THINKWAY.ID – Hal yang paling sering memicu kritik dan komentar miring soal perokok adalah perilaku perokok itu sendiri. Kalian para perokok jangan dulu marah. Yang dimaksud adalah perilaku sebagian perokok, bukan semuanya. Harus diakui, masih ada banyak perokok bandel. Mereka-mereka inilah yang membuat stigma negatif pada perokok semakin lestari.
Perokok bandel adalah perokok yang minim sensitivitas dan kepekaan sosial. Suka merokok di sembarang tempat. Misal, sambil mengendarai motor atau mobil hingga abu dan bara rokoknya mengancam pengendara lain di belakangnya. Ada juga yang merokok di transportasi umum, bikin penumpang lain kibas-kibas tangan di depan wajahnnya. Ada pula yang merokok di toilet umum, hingga ruangan penuh asap dan aromanya tertinggal. Bayangin aja, aroma bekas BAB kolabs dengan asap rokok. Amsyong banget kan, Genks?
Semoga kita dijauhkan dari sifat konyol itu. Jadi, jangan ragu untuk menegur sesama perokok yang kalian temukan minim sensitifitas dan kepekaan sosial seperti itu.
Tapi, selain para perokok bandel itu, masih banyak juga perokok yang bijak melihat situasi dan kondisi sebelum memutuskan untuk nyebats. Perokok model ini biasanya akan memastikan dulu bahwa aktivitas merokoknya dilakukan di ruang dan waktu yang tepat, memastikan asap dan limbah rokoknya tidak akan mengusik kenyamanan orang lain.
Nah, perokok semacam itu yang harus dijadikan sebagai role model. Merekalah yang jadi alasan perokok masih kerap dianggap insan yang asyik dan menyenangkan.
Lha, betapa tidak, datang ke warung kopi, bertemu dengan orang yang tidak dikenal, tapi bisa ngobrol panjang kali lebar, bahkan mungkin sampai berteman secara personal. Perokok akrab banget dengan fenomena itu. Jangankan itu, jika di momen yang tepat, sekadar meminjam korek saja bisa berlanjut dengan obrolan basa-basi menawarkan rokok, kemudian sampai pada pembahasan strategi kampanye politik Donald Trump, tau-tau sudah diskusi asal-usul alam semesta. Gak percaya? Saya buktinya.

Cuplikan Data:
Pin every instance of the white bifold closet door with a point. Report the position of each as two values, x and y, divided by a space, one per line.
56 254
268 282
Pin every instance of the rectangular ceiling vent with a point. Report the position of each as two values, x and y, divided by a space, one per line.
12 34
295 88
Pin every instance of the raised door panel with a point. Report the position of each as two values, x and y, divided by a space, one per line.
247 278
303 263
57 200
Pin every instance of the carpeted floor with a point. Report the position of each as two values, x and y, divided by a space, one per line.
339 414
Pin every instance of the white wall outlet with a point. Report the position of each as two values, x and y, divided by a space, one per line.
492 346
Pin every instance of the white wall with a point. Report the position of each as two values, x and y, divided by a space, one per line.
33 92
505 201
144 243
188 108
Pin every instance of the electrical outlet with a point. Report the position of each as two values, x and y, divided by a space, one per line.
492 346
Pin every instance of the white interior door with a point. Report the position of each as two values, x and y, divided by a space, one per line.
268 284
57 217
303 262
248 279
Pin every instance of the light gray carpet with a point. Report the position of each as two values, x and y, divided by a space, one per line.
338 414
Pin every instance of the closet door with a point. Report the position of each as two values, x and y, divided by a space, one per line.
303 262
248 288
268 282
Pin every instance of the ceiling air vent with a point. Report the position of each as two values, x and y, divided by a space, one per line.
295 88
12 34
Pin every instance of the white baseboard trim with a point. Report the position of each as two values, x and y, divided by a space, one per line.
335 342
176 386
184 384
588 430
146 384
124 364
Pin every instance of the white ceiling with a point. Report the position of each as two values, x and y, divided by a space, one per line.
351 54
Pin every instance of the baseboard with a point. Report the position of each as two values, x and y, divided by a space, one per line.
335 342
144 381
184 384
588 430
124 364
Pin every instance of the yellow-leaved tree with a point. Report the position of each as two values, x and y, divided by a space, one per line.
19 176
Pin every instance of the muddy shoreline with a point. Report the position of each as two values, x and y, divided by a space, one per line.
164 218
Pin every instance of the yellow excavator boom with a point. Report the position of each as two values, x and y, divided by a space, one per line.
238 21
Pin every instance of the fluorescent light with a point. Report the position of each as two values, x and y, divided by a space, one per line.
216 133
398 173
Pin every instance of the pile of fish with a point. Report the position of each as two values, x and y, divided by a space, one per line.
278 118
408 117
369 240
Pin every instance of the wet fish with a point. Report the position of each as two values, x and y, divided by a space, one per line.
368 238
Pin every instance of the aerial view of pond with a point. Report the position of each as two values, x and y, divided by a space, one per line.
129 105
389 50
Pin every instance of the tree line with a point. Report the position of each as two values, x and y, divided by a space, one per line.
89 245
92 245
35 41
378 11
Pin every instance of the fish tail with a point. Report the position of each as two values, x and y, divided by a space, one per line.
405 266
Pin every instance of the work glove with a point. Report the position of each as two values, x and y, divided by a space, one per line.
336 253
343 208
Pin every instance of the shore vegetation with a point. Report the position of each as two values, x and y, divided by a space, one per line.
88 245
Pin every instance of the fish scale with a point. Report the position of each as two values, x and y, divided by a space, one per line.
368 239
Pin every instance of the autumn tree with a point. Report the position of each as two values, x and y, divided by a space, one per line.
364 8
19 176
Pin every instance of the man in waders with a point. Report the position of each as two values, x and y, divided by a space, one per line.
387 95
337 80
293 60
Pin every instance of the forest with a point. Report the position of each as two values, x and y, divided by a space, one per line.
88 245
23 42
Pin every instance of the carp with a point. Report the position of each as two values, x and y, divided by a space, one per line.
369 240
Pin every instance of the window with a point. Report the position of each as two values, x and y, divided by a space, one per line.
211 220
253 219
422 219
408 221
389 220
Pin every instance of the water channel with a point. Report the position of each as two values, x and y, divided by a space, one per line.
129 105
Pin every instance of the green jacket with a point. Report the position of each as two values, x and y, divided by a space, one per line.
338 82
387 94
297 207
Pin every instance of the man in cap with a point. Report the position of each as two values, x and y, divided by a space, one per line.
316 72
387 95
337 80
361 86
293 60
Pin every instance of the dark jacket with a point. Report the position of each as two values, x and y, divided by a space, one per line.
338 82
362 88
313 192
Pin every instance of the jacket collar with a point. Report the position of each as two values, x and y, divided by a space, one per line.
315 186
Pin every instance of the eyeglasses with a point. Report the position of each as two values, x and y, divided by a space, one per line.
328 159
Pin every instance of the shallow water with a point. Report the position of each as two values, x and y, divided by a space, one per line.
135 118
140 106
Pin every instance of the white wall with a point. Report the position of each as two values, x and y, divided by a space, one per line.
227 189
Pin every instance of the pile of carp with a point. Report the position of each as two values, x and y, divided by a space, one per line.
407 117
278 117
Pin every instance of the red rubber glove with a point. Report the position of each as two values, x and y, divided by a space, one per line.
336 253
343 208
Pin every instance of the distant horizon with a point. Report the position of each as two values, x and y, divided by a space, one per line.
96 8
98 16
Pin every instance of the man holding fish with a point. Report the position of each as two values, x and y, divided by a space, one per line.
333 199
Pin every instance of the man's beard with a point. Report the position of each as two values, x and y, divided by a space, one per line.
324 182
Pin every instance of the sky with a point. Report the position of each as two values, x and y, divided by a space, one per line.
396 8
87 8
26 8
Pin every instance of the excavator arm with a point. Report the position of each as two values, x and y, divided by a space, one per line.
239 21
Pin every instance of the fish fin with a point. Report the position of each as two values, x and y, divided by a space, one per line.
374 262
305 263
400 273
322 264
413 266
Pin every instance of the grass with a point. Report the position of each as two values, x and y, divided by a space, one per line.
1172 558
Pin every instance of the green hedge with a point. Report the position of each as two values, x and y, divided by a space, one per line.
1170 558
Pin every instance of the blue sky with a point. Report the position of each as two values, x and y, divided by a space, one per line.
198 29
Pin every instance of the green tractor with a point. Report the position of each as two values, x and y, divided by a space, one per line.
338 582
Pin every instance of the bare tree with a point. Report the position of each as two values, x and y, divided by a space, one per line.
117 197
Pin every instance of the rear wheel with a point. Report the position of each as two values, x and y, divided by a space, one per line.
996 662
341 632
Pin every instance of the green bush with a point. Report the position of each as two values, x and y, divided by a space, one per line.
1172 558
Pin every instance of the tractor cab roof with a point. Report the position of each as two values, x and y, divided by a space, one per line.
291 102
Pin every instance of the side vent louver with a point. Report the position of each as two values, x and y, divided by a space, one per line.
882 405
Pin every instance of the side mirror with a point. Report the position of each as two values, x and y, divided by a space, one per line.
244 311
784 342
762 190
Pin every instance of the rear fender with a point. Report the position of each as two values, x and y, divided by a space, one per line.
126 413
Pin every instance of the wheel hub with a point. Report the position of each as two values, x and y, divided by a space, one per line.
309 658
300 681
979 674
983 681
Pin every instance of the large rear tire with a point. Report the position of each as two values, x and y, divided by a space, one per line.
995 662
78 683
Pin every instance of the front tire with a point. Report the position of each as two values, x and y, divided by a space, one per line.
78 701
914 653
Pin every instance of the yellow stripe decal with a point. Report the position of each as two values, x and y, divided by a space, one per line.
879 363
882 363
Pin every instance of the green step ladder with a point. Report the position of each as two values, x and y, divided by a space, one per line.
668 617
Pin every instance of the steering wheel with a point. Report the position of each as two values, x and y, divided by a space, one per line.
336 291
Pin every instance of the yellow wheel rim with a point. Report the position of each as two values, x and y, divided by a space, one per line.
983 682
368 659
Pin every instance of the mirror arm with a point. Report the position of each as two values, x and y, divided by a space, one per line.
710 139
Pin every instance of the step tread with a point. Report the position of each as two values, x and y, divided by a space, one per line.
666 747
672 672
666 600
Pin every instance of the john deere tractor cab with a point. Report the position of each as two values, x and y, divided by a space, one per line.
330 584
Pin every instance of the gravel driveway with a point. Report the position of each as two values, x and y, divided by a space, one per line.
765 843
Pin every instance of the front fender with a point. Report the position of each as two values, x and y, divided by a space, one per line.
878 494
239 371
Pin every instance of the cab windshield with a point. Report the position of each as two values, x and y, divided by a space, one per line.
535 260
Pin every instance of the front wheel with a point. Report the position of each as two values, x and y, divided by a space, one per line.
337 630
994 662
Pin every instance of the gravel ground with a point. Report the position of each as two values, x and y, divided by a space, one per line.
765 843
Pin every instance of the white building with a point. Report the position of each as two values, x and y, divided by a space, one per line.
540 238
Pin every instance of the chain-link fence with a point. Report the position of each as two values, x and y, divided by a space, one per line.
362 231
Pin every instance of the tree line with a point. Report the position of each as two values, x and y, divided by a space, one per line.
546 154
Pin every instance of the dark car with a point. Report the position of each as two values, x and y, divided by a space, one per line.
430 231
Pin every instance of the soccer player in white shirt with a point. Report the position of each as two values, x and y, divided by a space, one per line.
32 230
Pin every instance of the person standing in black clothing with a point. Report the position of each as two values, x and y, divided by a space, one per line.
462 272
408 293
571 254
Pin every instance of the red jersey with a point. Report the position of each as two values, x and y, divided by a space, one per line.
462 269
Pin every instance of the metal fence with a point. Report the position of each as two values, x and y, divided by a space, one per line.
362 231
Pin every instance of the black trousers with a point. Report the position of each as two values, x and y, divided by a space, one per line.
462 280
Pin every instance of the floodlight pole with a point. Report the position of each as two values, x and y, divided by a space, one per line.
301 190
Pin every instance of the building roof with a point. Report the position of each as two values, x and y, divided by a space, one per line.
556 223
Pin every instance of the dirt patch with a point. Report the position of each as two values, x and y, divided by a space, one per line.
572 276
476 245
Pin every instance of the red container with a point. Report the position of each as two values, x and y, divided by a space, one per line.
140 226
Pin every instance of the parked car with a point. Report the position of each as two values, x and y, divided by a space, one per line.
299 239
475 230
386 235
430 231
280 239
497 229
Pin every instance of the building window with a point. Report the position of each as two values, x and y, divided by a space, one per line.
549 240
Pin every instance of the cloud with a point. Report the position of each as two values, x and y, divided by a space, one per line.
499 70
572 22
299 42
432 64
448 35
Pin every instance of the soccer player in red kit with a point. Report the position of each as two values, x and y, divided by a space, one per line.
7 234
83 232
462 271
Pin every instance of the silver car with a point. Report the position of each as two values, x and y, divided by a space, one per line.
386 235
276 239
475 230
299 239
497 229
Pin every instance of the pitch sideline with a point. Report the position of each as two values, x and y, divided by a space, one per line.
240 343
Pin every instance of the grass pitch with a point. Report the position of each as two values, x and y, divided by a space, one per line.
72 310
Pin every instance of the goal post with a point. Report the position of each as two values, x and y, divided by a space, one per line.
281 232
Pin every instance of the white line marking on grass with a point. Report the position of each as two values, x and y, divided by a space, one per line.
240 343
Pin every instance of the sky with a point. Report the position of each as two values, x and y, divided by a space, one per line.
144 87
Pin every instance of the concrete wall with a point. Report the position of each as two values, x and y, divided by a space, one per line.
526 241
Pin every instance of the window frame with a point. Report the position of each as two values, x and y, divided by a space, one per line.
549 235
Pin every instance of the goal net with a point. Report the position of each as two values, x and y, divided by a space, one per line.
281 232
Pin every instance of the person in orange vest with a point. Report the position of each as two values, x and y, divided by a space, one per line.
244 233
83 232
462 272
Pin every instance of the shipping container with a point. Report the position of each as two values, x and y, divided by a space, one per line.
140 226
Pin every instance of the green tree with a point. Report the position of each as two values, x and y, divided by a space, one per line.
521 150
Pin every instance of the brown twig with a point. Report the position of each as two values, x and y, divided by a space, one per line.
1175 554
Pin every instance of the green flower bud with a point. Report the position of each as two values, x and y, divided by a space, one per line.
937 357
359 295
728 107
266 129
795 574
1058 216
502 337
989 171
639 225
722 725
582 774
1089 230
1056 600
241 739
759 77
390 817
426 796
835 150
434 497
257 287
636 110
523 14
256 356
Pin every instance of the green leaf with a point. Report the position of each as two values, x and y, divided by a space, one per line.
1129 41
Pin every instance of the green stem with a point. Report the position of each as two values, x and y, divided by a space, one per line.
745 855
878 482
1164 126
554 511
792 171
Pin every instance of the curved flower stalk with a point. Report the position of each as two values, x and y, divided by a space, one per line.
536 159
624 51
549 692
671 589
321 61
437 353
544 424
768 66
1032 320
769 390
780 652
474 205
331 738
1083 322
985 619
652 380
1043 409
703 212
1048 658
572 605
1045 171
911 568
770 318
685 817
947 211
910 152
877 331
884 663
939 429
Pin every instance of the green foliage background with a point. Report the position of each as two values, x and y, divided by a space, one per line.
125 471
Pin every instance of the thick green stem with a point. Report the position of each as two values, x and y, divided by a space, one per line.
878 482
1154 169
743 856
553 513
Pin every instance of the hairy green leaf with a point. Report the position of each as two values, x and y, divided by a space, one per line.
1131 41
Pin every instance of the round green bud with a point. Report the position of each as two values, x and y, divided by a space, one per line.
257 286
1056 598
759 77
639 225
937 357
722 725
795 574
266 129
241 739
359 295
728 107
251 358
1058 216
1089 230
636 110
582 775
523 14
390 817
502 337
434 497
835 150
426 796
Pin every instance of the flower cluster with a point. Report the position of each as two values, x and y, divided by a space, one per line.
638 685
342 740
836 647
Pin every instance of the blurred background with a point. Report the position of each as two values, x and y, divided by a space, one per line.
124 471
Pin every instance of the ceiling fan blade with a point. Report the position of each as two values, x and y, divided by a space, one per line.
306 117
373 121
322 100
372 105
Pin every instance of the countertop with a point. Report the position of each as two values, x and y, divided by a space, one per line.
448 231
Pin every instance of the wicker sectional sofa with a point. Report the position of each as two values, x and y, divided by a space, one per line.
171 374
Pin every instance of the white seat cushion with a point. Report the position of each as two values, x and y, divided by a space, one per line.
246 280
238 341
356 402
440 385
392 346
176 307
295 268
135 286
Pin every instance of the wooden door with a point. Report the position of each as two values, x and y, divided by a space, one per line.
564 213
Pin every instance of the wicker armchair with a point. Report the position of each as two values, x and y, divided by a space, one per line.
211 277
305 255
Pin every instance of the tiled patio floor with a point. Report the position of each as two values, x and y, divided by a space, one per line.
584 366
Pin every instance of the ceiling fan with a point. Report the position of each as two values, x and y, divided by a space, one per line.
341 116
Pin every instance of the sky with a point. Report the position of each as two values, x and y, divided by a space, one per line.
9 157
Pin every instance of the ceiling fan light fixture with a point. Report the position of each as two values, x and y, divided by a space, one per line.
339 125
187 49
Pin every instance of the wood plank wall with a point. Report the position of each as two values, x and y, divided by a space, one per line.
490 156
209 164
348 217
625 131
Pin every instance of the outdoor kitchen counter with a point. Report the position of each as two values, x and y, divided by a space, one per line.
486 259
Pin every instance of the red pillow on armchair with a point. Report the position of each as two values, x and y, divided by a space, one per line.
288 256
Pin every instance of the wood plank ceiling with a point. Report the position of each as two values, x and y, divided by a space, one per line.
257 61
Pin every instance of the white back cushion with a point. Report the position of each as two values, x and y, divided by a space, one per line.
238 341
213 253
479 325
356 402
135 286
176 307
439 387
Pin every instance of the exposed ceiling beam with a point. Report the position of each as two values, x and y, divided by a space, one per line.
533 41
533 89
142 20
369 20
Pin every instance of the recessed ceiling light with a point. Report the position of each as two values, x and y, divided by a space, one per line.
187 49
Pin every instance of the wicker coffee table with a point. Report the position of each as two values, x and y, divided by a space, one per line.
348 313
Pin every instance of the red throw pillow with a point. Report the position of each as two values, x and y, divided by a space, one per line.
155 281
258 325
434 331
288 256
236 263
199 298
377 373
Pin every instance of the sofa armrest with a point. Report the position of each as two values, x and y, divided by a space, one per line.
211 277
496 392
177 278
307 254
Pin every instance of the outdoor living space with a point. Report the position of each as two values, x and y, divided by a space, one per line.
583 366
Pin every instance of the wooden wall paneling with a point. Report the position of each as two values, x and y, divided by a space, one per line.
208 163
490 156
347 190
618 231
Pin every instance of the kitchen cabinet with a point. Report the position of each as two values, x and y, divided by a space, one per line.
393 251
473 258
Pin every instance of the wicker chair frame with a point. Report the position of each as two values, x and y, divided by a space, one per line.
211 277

Deskripsi Tugas:
Tuliskan kembali tanpa perubahan bagian teks tentang perilaku perokok, mulai dari "THINKWAY.ID – Hal" hingga "perokok semakin lestari.", termasuk kata-kata penutupnya.

Keluaran yang Benar:
THINKWAY.ID – Hal yang paling sering memicu kritik dan komentar miring soal perokok adalah perilaku perokok itu sendiri. Kalian para perokok jangan dulu marah. Yang dimaksud adalah perilaku sebagian perokok, bukan semuanya. Harus diakui, masih ada banyak perokok bandel. Mereka-mereka inilah yang membuat stigma negatif pada perokok semakin lestari.